-- begin Selected excerpt --
By Carol Cratty, CNN
  • The United States and Canada seek to resolve the case of detainee Omar Khadr
  • Source: A tentative deal calls for him to agree to eight years of detention
  • Khadr is accused of throwing a grenade that killed a U.S. Army sergeant in 2002

Washington (CNN) -- Secretary of State Hillary Clinton is reaching out to Canadian officials this week as part of a U.S. effort to resolve the case of Guantanamo detainee Omar Khadr, according to two sources.

One source close to the negotiations said, "Khadr will have to decide" whether to sign onto a tentative deal negotiated by prosecution and defense lawyers. That arrangement calls for Khadr to be sentenced to eight years--- one year to be served in U.S. custody and seven years to be served in Canadian custody.

Canadian government officials are closely involved in the negotiations, the source said.

This source said it's expected the U.S. and Canadian governments will exchange diplomatic notes on the subject Friday.

A State Department official says Clinton is scheduled to discuss the matter with Canada's foreign minister Wednesday night.
-- end Selected excerpt --
> [Required work]:
A – Translate this sentence from the Khadr news report into Spanish: "Canadian government officials are closely involved in the negotiations, the source said."
B – Write the next few sentences of the Khadr news report, picking up after its final sentence.
-- begin Supplied data --
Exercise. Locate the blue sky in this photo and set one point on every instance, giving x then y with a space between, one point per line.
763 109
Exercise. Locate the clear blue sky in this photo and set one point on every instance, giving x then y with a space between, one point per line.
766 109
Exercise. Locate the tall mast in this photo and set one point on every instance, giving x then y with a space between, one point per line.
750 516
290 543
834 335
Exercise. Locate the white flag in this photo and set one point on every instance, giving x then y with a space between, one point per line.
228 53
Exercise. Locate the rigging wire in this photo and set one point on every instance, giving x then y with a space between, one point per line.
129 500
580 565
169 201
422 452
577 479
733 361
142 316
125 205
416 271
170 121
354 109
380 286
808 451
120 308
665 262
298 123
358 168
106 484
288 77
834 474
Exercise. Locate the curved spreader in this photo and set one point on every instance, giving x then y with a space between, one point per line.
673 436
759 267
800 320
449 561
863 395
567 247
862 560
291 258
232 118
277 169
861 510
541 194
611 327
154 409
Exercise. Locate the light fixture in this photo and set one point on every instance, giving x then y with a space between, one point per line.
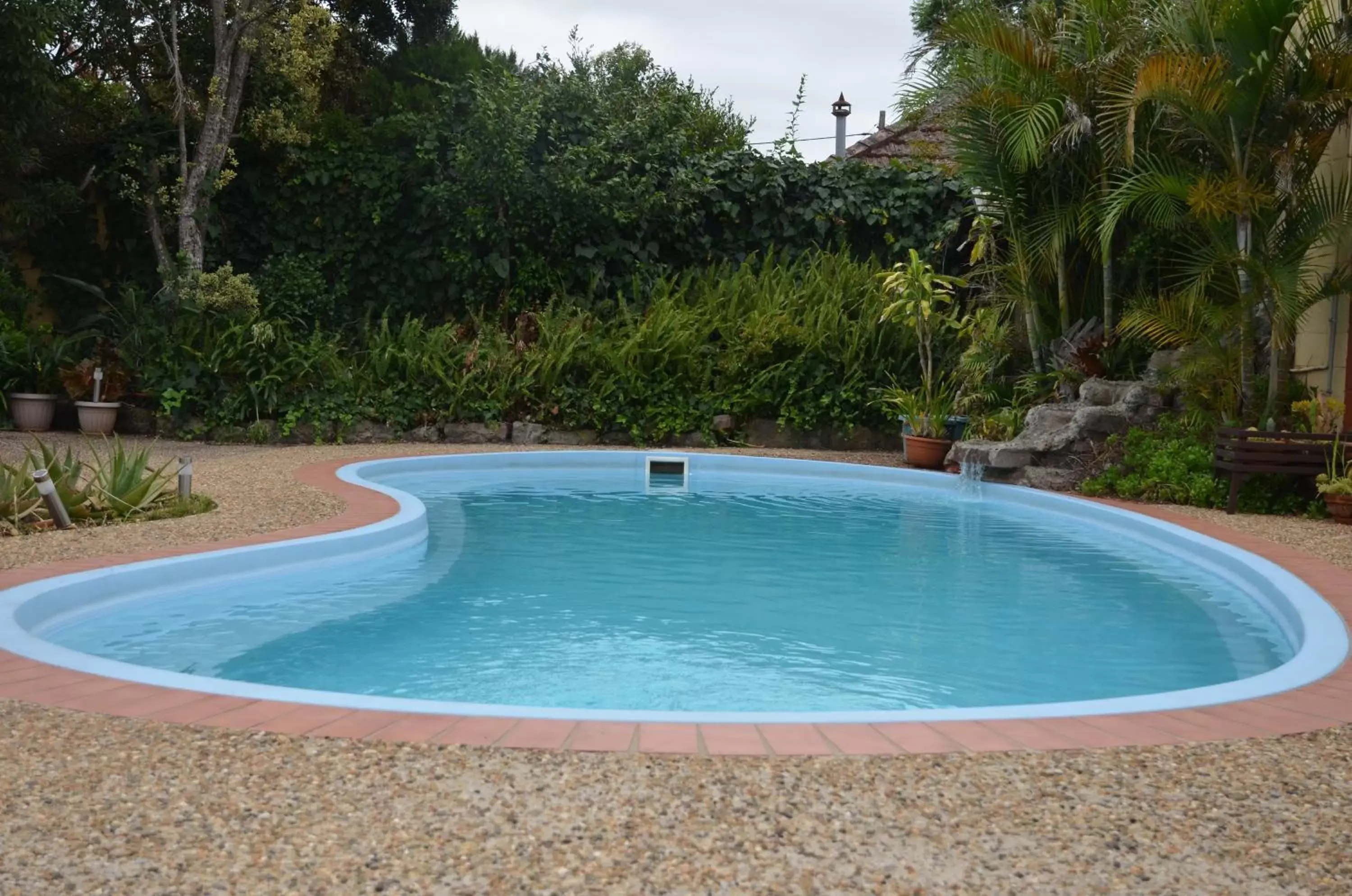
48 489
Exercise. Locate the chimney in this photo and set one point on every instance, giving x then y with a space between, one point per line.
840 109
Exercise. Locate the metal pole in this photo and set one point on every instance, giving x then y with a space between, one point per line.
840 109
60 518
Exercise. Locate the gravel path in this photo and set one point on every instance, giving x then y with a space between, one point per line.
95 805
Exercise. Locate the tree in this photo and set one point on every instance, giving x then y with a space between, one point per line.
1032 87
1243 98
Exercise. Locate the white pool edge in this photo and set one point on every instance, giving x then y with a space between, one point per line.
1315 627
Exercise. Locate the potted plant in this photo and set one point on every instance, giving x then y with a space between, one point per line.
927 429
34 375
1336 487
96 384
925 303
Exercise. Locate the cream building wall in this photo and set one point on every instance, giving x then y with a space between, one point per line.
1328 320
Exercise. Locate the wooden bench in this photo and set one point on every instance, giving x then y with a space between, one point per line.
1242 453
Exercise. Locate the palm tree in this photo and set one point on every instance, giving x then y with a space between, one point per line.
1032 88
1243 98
-- end Supplied data --
-- begin Supplied data --
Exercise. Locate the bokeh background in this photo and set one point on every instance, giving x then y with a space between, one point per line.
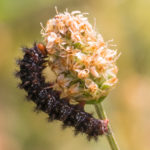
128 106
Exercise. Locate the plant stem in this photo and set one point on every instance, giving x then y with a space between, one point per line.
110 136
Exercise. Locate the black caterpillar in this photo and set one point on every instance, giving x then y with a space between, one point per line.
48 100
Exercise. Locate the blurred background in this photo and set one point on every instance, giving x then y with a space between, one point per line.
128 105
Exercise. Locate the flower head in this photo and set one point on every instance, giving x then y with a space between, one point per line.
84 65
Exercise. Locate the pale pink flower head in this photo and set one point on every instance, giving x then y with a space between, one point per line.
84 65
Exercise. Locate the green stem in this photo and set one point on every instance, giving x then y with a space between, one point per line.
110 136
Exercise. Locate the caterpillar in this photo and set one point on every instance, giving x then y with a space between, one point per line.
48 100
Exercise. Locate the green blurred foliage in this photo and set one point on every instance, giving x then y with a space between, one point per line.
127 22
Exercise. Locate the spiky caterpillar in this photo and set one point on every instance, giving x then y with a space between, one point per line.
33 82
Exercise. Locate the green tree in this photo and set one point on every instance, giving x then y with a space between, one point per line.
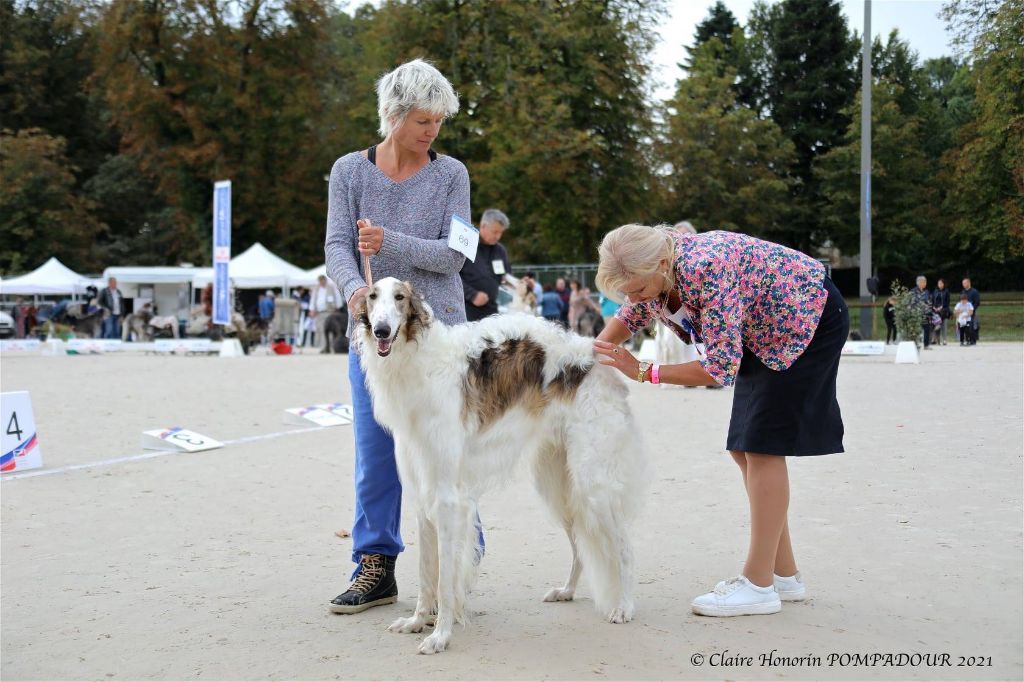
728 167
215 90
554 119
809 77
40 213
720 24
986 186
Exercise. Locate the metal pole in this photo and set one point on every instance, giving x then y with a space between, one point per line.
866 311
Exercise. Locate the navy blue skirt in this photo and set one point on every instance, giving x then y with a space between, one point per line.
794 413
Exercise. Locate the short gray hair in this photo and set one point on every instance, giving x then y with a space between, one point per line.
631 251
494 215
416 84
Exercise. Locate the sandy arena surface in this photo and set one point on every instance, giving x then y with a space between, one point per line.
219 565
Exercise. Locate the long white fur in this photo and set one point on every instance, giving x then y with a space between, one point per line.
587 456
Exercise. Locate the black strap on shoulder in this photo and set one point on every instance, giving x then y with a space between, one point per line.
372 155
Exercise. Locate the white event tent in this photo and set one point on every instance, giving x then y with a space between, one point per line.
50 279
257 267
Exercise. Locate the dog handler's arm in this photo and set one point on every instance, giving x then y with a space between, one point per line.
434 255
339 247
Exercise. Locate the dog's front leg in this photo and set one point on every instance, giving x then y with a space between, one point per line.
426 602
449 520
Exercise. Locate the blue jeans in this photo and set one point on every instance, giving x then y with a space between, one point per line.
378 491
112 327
-- end Supplied data --
-- begin Supplied data --
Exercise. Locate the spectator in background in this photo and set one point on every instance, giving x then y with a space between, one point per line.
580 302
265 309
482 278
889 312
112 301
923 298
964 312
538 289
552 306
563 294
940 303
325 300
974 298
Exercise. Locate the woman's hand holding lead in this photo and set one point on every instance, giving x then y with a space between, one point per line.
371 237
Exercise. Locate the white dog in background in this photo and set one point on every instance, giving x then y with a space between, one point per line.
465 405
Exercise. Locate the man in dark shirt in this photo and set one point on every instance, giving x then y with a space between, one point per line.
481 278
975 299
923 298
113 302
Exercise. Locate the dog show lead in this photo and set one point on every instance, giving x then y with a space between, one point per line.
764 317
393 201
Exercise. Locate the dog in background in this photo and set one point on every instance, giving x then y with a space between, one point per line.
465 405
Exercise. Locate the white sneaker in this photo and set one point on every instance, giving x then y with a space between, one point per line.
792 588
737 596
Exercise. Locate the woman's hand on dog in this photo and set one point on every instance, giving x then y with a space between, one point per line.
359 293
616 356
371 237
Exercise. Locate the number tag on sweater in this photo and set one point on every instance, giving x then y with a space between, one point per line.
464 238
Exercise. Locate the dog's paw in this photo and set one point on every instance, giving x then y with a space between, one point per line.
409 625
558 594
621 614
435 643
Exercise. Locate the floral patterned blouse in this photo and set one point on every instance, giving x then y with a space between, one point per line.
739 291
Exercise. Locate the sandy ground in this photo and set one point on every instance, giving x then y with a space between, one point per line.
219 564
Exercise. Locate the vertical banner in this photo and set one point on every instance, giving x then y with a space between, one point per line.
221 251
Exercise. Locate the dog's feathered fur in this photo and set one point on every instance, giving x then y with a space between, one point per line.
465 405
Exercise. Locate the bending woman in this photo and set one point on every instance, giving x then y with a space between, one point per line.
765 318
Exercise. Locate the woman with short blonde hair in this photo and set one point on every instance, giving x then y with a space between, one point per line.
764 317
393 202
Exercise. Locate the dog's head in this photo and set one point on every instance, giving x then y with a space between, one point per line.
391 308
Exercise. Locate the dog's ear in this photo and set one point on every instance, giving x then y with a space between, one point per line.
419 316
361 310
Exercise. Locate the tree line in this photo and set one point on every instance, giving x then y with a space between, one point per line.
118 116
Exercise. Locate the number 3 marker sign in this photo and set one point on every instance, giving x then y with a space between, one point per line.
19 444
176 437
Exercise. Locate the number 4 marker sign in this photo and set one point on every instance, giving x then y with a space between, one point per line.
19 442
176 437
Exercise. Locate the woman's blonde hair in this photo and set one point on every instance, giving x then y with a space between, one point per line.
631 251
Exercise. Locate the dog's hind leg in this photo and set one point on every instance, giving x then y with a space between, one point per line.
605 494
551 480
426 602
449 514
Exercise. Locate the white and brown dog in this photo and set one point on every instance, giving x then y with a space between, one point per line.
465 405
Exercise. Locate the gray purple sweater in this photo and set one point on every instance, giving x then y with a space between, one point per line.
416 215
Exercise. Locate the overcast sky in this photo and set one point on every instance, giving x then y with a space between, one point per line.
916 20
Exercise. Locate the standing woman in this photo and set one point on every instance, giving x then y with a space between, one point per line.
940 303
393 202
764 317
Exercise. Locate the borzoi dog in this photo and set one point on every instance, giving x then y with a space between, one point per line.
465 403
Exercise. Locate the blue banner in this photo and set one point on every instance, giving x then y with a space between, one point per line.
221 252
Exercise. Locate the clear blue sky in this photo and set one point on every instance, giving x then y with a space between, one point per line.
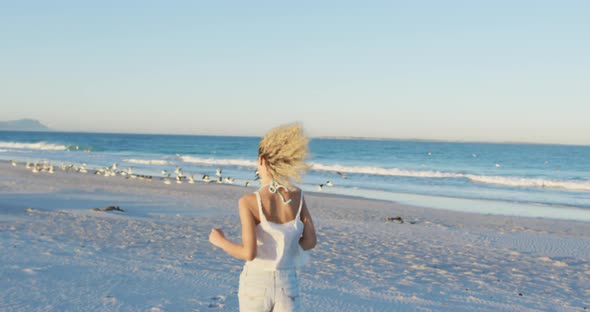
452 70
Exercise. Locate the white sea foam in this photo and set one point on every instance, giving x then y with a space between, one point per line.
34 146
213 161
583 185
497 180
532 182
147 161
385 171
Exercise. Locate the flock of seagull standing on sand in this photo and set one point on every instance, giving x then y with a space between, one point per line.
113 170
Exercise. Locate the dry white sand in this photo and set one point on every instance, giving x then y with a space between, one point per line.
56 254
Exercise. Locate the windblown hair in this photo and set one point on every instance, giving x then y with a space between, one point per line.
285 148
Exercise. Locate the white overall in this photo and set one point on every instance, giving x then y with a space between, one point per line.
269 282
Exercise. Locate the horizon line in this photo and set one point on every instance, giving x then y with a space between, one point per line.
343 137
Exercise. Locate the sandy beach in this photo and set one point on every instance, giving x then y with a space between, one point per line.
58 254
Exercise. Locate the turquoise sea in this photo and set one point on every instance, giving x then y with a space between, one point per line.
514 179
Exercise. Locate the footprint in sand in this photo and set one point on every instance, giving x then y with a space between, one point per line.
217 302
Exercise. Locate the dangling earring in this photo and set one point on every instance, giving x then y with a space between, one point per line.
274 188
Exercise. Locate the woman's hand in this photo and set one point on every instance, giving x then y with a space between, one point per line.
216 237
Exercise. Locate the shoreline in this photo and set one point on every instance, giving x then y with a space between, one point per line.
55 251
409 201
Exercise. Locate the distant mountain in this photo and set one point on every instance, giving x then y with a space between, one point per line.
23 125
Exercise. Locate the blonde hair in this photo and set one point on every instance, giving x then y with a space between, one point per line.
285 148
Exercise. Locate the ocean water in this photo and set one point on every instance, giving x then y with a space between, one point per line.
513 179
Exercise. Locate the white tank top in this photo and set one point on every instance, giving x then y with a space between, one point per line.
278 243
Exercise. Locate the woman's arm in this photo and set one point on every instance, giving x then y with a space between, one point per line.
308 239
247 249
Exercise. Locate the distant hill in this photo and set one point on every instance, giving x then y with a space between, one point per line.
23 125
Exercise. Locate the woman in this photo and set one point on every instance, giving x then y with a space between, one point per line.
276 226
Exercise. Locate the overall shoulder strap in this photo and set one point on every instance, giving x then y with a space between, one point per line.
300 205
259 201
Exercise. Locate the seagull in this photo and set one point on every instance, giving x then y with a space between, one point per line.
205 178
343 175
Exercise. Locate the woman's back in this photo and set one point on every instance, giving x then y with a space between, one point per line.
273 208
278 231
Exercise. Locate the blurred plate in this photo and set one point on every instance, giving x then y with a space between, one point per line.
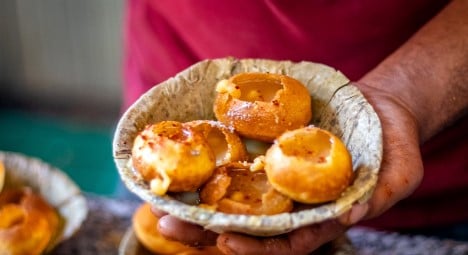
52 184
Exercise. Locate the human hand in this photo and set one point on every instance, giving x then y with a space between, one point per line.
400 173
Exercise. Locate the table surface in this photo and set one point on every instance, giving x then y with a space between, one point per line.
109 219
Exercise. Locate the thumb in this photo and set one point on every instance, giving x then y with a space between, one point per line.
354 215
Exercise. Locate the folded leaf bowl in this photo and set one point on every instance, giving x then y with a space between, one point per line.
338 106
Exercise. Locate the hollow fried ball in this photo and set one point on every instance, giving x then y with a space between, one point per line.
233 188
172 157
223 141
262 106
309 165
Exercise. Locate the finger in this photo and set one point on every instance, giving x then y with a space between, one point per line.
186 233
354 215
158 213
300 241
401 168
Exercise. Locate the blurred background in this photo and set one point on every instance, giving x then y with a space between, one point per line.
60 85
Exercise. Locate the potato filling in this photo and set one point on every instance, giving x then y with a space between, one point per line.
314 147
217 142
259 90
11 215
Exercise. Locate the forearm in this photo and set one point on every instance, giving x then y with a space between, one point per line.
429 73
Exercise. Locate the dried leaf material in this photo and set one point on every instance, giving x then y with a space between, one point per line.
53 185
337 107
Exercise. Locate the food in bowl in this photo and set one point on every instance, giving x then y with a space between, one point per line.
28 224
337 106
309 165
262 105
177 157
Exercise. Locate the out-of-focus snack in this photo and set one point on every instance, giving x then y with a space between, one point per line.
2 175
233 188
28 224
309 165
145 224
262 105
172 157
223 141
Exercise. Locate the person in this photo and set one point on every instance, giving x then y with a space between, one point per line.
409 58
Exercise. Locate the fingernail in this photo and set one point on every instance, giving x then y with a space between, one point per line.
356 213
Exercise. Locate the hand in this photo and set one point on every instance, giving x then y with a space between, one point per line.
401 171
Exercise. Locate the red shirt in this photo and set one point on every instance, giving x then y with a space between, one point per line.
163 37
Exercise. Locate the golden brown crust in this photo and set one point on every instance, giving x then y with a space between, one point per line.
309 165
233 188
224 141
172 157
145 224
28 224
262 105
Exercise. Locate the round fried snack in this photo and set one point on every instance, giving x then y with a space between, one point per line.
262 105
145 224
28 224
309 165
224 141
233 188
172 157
-- end Supplied data --
> [Task responses]:
A – Funcionarios del gobierno canadiense participan de cerca en las negociaciones, dijo la fuente.

B –
According to the source close to the negotiations, the key is whether 24- year-old Khadr will agree to a plea deal. The source said he has been discussing the matter with his Canadian civilian lawyer, Dennis Edney. According to media reports, Khadr indicated at a July pretrial hearing that he had rejected an earlier plea offer.

According to the source, if a plea agreement is hammered out this week there would be a plea inquiry proceeding at Guantanamo next week that would last approximately one week. During that process, the terms of the plea would be outlined, and prosecutors and defense lawyers then would present evidence and make arguments on aggravating and mitigating factors that should affect Khadr's sentence.

Khadr was 15 when he allegedly threw a grenade during a 2002 firefight in Afghanistan that resulted in the death of Army Sgt. 1st Class Christopher Speer. If convicted, Khadr would face a maximum life sentence.

The military commission began in August but was stopped in the first week due to the illness of Khadr's military lawyer. It's the first such commission conducted during the Obama administration.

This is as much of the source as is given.